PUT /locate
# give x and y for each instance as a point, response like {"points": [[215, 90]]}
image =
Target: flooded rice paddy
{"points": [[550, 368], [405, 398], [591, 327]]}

* * * * *

__Problem statement__
Rewrite the lines above, changing "flooded rice paddy" to "terraced rice field" and leaving everything else unchanged.

__Result of the task__
PUT /locate
# give x and y for each instance as a point, response like {"points": [[215, 90]]}
image =
Target: terraced rice field
{"points": [[550, 368], [405, 398], [591, 327]]}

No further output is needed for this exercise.